> WHAT YOU WILL DO: Copy the entries below line for line, without the pictures.

> DATASET EXTRACT:
= = = = =

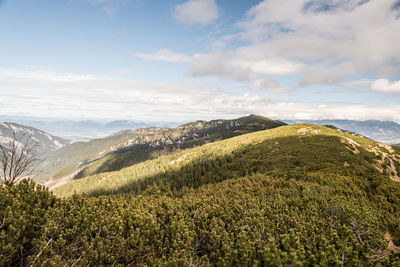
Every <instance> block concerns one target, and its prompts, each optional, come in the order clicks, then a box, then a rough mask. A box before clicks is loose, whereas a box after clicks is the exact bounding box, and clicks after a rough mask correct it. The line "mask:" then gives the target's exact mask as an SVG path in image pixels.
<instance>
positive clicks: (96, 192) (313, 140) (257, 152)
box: [87, 135, 379, 196]
mask: <svg viewBox="0 0 400 267" xmlns="http://www.w3.org/2000/svg"><path fill="white" fill-rule="evenodd" d="M340 141H341V138H339V137H336V136H323V135H310V136H308V135H306V136H301V137H299V138H293V136H290V137H281V138H276V139H272V140H266V141H263V142H262V143H259V144H251V145H247V146H244V147H242V148H240V149H237V150H235V151H233V152H232V153H231V154H229V155H225V156H223V157H215V156H208V157H203V158H200V159H198V160H196V161H192V162H190V163H187V164H185V165H182V166H181V167H180V168H178V169H173V170H167V171H165V173H158V174H156V175H152V176H147V177H144V178H141V179H139V180H134V181H131V182H129V183H128V184H125V185H122V186H120V187H118V188H113V189H112V190H93V191H90V192H88V193H87V195H89V196H99V195H110V194H120V193H133V194H139V193H141V192H143V191H145V190H146V189H148V188H149V187H151V186H154V185H157V186H160V185H168V186H169V187H170V189H171V190H179V189H182V188H184V187H188V188H197V187H199V186H202V185H205V184H211V183H218V182H221V181H224V180H227V179H231V178H239V177H244V176H249V175H253V174H268V175H272V176H274V175H279V176H282V175H284V176H287V177H288V179H290V178H294V179H302V180H305V181H311V180H309V179H315V178H312V176H310V175H309V174H310V173H314V174H315V173H318V172H319V173H320V174H321V175H322V176H321V177H323V175H324V174H332V173H334V174H335V173H336V174H341V175H349V174H352V175H356V176H358V177H360V176H364V177H365V178H363V179H364V180H365V181H361V182H362V183H364V182H366V184H369V183H370V181H368V179H370V178H369V177H372V176H376V175H379V172H378V171H377V170H376V169H375V168H374V167H373V165H372V163H373V162H374V155H373V154H372V153H370V152H368V151H366V150H365V149H363V148H360V154H357V155H356V154H354V153H353V152H352V151H350V150H349V149H347V148H346V146H345V145H343V144H342V143H341V142H340ZM211 154H212V153H211ZM345 163H346V164H348V165H349V166H350V167H344V166H345V165H346V164H345ZM313 177H314V176H313ZM311 182H318V183H324V182H323V181H321V179H320V181H311ZM367 186H368V185H367Z"/></svg>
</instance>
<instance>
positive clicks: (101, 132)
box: [0, 116, 182, 141]
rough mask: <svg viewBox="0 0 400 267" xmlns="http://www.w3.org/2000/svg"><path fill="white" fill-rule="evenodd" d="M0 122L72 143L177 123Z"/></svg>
mask: <svg viewBox="0 0 400 267" xmlns="http://www.w3.org/2000/svg"><path fill="white" fill-rule="evenodd" d="M0 121H7V122H13V123H18V124H21V125H26V126H30V127H34V128H37V129H41V130H42V131H45V132H47V133H50V134H52V135H55V136H60V137H62V138H65V139H68V140H72V141H89V140H92V139H94V138H102V137H106V136H109V135H112V134H114V133H116V132H119V131H122V130H135V129H139V128H147V127H176V126H178V125H180V124H182V123H177V122H167V123H166V122H153V123H145V122H133V121H130V120H114V121H95V120H81V121H75V120H65V119H42V118H30V117H17V116H0Z"/></svg>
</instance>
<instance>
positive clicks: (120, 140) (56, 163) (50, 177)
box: [41, 128, 161, 179]
mask: <svg viewBox="0 0 400 267" xmlns="http://www.w3.org/2000/svg"><path fill="white" fill-rule="evenodd" d="M160 130H161V129H158V128H154V129H152V131H160ZM141 133H142V132H141V131H124V132H121V133H118V134H115V135H112V136H109V137H106V138H98V139H94V140H92V141H89V142H76V143H73V144H71V145H68V146H66V147H63V148H61V149H59V150H57V151H54V152H53V153H51V154H50V155H49V156H48V159H47V160H46V162H45V165H44V166H42V167H41V168H42V169H43V175H42V176H43V177H45V178H46V179H49V178H51V176H52V175H53V174H55V173H56V172H58V171H59V170H61V169H63V168H66V167H68V168H69V169H70V170H74V169H75V168H76V167H78V165H81V164H83V163H85V162H89V161H91V160H94V159H96V158H99V157H101V156H102V155H103V154H106V153H108V152H109V151H110V148H112V147H115V146H118V145H119V144H121V143H124V142H126V141H127V140H129V139H130V138H134V137H136V136H137V135H140V134H141Z"/></svg>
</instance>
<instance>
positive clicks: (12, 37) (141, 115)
mask: <svg viewBox="0 0 400 267" xmlns="http://www.w3.org/2000/svg"><path fill="white" fill-rule="evenodd" d="M0 3H1V4H0V58H1V60H0V102H1V106H0V115H11V116H29V117H46V118H70V119H109V120H111V119H131V120H140V121H184V120H194V119H215V118H233V117H238V116H241V115H246V114H249V113H256V114H263V115H265V116H269V117H272V118H275V119H327V118H330V119H360V120H365V119H381V120H394V121H397V122H400V115H399V114H400V68H399V67H400V53H399V48H400V34H396V33H399V32H400V8H398V7H399V6H400V5H399V1H398V0H387V1H381V0H370V1H366V0H363V1H361V0H320V1H315V0H287V1H281V0H265V1H255V0H254V1H232V0H230V1H228V0H189V1H187V0H170V1H167V0H159V1H155V0H147V1H145V0H57V1H55V0H35V1H31V0H19V1H11V0H3V1H0Z"/></svg>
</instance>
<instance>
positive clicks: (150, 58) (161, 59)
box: [136, 49, 191, 63]
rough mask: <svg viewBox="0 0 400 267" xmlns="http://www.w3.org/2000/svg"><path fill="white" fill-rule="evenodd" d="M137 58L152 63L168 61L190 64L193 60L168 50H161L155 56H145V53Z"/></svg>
mask: <svg viewBox="0 0 400 267" xmlns="http://www.w3.org/2000/svg"><path fill="white" fill-rule="evenodd" d="M136 56H137V57H140V58H143V59H147V60H152V61H167V62H174V63H182V62H188V61H190V60H191V58H190V57H188V56H186V55H184V54H181V53H175V52H172V51H170V50H168V49H161V50H159V51H157V52H155V53H153V54H144V53H137V54H136Z"/></svg>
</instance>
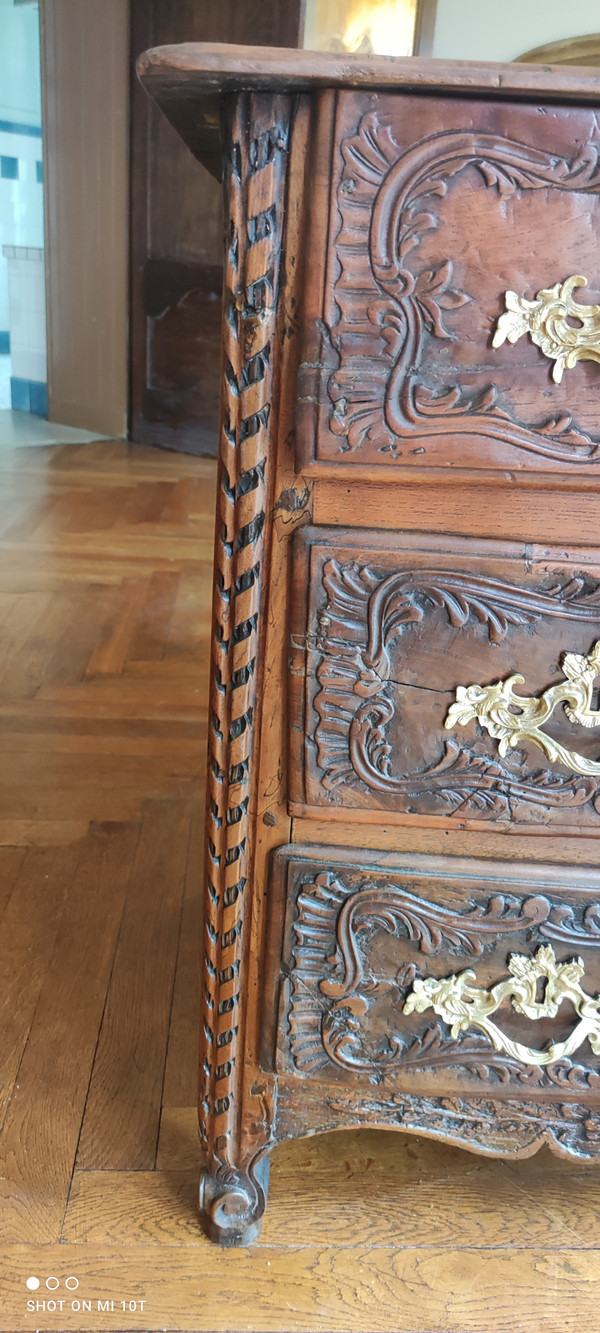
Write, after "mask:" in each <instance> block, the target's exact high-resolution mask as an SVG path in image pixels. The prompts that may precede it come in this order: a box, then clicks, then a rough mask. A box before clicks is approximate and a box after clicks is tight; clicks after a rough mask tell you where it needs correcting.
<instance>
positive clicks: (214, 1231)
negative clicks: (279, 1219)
mask: <svg viewBox="0 0 600 1333" xmlns="http://www.w3.org/2000/svg"><path fill="white" fill-rule="evenodd" d="M268 1185H269V1158H268V1157H267V1156H265V1157H261V1158H260V1161H257V1162H256V1165H255V1166H252V1168H251V1170H249V1172H243V1170H236V1169H235V1168H233V1166H231V1168H225V1166H219V1168H217V1170H216V1172H215V1173H212V1172H211V1170H209V1169H208V1168H207V1169H205V1170H204V1172H203V1174H201V1177H200V1220H201V1224H203V1228H204V1230H205V1233H207V1236H208V1238H209V1240H211V1241H215V1242H216V1244H217V1245H223V1246H229V1245H252V1241H255V1240H256V1238H257V1237H259V1236H260V1228H261V1225H263V1214H264V1210H265V1206H267V1193H268Z"/></svg>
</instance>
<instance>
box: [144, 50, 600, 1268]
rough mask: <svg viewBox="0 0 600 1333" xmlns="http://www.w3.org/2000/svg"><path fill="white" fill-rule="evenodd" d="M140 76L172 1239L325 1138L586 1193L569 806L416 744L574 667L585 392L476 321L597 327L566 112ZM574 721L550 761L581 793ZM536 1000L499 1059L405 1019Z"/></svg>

= = = = =

> RESPONSE FOR THIS EXERCISE:
Every <instance> block concerns one target, and its prompts, each optional, come in the order clicks, then a box, then a rough mask. A box before clicks is loose, whereas a box after clicks is the exact bounding box, and clicks after a rough mask correct it. The line "mask:" then gives the target's exact mask as an SVG path in image pixels.
<instance>
positive clicks: (96, 192) (313, 140) (257, 152)
box: [87, 135, 379, 196]
mask: <svg viewBox="0 0 400 267" xmlns="http://www.w3.org/2000/svg"><path fill="white" fill-rule="evenodd" d="M340 141H341V138H339V137H336V136H323V135H310V136H308V135H306V136H301V137H299V138H293V136H290V137H281V138H276V139H272V140H266V141H263V142H262V143H259V144H251V145H247V146H244V147H242V148H240V149H237V150H235V151H233V152H232V153H231V154H229V155H225V156H223V157H215V156H208V157H203V158H200V159H198V160H196V161H192V162H190V163H187V164H185V165H182V166H181V167H180V168H178V169H173V170H167V171H165V173H158V174H156V175H152V176H147V177H144V178H141V179H139V180H134V181H131V182H129V183H128V184H125V185H122V186H120V187H118V188H113V189H112V190H93V191H90V192H88V193H87V195H89V196H99V195H110V194H120V193H133V194H139V193H141V192H143V191H145V190H146V189H148V188H149V187H151V186H154V185H157V186H160V185H168V186H169V187H170V189H171V190H179V189H182V188H184V187H188V188H197V187H199V186H202V185H205V184H211V183H218V182H221V181H224V180H227V179H231V178H239V177H244V176H249V175H253V174H268V175H272V176H274V175H279V176H282V175H284V176H287V177H288V179H290V178H294V179H302V180H305V181H311V180H309V179H315V178H312V176H310V175H309V174H310V173H314V174H315V173H318V172H319V173H320V174H321V175H322V176H321V177H323V175H324V174H332V173H334V174H335V173H336V174H341V175H349V174H352V175H356V176H358V177H360V176H364V177H365V178H363V179H364V180H365V181H361V182H362V183H364V182H366V184H369V183H370V181H368V179H370V178H369V177H372V176H376V175H379V172H378V171H377V170H376V169H375V168H374V167H373V165H372V163H373V162H374V155H373V154H372V153H370V152H368V151H366V150H365V149H363V148H360V154H357V155H356V154H354V153H353V152H352V151H350V150H349V149H347V148H346V146H345V145H343V144H342V143H341V142H340ZM211 154H212V153H211ZM345 163H346V164H348V165H349V166H350V167H344V166H345V165H346V164H345ZM313 177H314V176H313ZM311 182H318V183H324V182H323V181H321V179H320V181H311ZM367 186H368V185H367Z"/></svg>
</instance>
<instance>
positive clicks: (101, 132)
box: [0, 116, 182, 141]
rough mask: <svg viewBox="0 0 400 267" xmlns="http://www.w3.org/2000/svg"><path fill="white" fill-rule="evenodd" d="M0 122L72 143L177 123Z"/></svg>
mask: <svg viewBox="0 0 400 267" xmlns="http://www.w3.org/2000/svg"><path fill="white" fill-rule="evenodd" d="M0 121H7V122H13V123H18V124H21V125H26V126H30V127H34V128H37V129H41V130H42V131H45V132H47V133H50V134H52V135H55V136H60V137H62V138H65V139H68V140H72V141H89V140H92V139H94V138H102V137H106V136H109V135H112V134H114V133H116V132H119V131H122V130H135V129H139V128H147V127H176V126H178V125H180V124H182V123H177V122H167V123H166V122H153V123H145V122H133V121H130V120H114V121H95V120H81V121H75V120H65V119H42V118H30V117H17V116H0Z"/></svg>
</instance>
<instance>
positive clicks: (120, 140) (56, 163) (50, 177)
box: [41, 128, 161, 179]
mask: <svg viewBox="0 0 400 267" xmlns="http://www.w3.org/2000/svg"><path fill="white" fill-rule="evenodd" d="M160 130H161V129H158V128H154V129H152V131H160ZM141 133H142V132H141V131H124V132H121V133H118V134H115V135H112V136H109V137H106V138H98V139H94V140H92V141H89V142H76V143H73V144H71V145H68V146H66V147H63V148H61V149H59V150H57V151H54V152H53V153H51V154H50V155H49V156H48V159H47V160H46V162H45V165H44V166H42V167H41V168H42V169H43V175H42V176H43V177H45V178H46V179H49V178H51V176H52V175H53V174H55V173H56V172H58V171H59V170H61V169H63V168H66V167H68V168H69V169H70V170H74V169H75V168H76V167H78V165H81V164H83V163H85V162H89V161H91V160H94V159H96V158H99V157H101V156H102V155H103V154H106V153H108V152H109V151H110V148H112V147H115V146H118V145H119V144H121V143H124V142H126V141H127V140H129V139H130V138H134V137H136V136H137V135H140V134H141Z"/></svg>
</instance>
<instance>
positive clicks: (12, 37) (141, 115)
mask: <svg viewBox="0 0 400 267" xmlns="http://www.w3.org/2000/svg"><path fill="white" fill-rule="evenodd" d="M0 3H1V4H0V58H1V60H0V102H1V106H0V115H11V116H29V117H46V118H70V119H109V120H111V119H131V120H140V121H184V120H194V119H215V118H233V117H238V116H241V115H246V114H249V113H256V114H263V115H265V116H269V117H272V118H275V119H327V118H330V119H360V120H365V119H381V120H394V121H397V122H400V115H399V114H400V68H399V67H400V53H399V48H400V34H396V33H399V32H400V8H398V7H399V6H400V5H399V1H398V0H387V1H381V0H370V1H366V0H363V1H361V0H320V1H315V0H287V1H281V0H265V1H255V0H254V1H232V0H230V1H228V0H189V1H187V0H170V1H167V0H159V1H155V0H147V1H145V0H57V1H55V0H35V1H31V0H19V1H11V0H3V1H0Z"/></svg>
</instance>
<instance>
positive clicks: (150, 58) (161, 59)
box: [136, 49, 191, 63]
rough mask: <svg viewBox="0 0 400 267" xmlns="http://www.w3.org/2000/svg"><path fill="white" fill-rule="evenodd" d="M137 58L152 63L168 61L190 64L193 60L168 50H161L155 56H145V53Z"/></svg>
mask: <svg viewBox="0 0 400 267" xmlns="http://www.w3.org/2000/svg"><path fill="white" fill-rule="evenodd" d="M136 56H137V57H140V58H143V59H147V60H152V61H167V62H174V63H182V62H188V61H190V60H191V58H190V57H188V56H186V55H184V54H181V53H175V52H172V51H170V50H168V49H161V50H159V51H157V52H155V53H153V54H144V53H137V54H136Z"/></svg>
</instance>
Write, after "mask:" in each <instance> block, the target's exact high-resolution mask as an SVG path in image pixels. The prompts that may precede it come in this order: a box, then clicks, then a rough mask. A box before clicks is approximate and a box after clicks is tight; clicks after a rough mask tell you where it needs correcting.
<instance>
positive clicks: (214, 1231)
negative clicks: (279, 1219)
mask: <svg viewBox="0 0 600 1333" xmlns="http://www.w3.org/2000/svg"><path fill="white" fill-rule="evenodd" d="M268 1185H269V1158H268V1157H267V1156H265V1157H261V1158H260V1161H257V1162H256V1165H255V1166H252V1168H251V1170H249V1172H243V1170H236V1169H235V1168H233V1166H231V1168H225V1166H219V1168H217V1170H216V1172H215V1173H212V1172H211V1170H209V1169H208V1168H207V1169H205V1170H204V1172H203V1174H201V1177H200V1220H201V1224H203V1228H204V1230H205V1233H207V1236H208V1238H209V1240H211V1241H215V1242H216V1244H217V1245H223V1246H229V1245H252V1241H255V1240H256V1238H257V1237H259V1236H260V1228H261V1225H263V1214H264V1210H265V1206H267V1193H268Z"/></svg>
</instance>
<instance>
box: [144, 50, 600, 1268]
rough mask: <svg viewBox="0 0 600 1333" xmlns="http://www.w3.org/2000/svg"><path fill="white" fill-rule="evenodd" d="M140 76L172 1239L325 1138L586 1193L569 806L416 744L574 667L585 392L476 321L597 327L566 112ZM574 721L550 761L581 793ZM536 1000L499 1059L405 1019Z"/></svg>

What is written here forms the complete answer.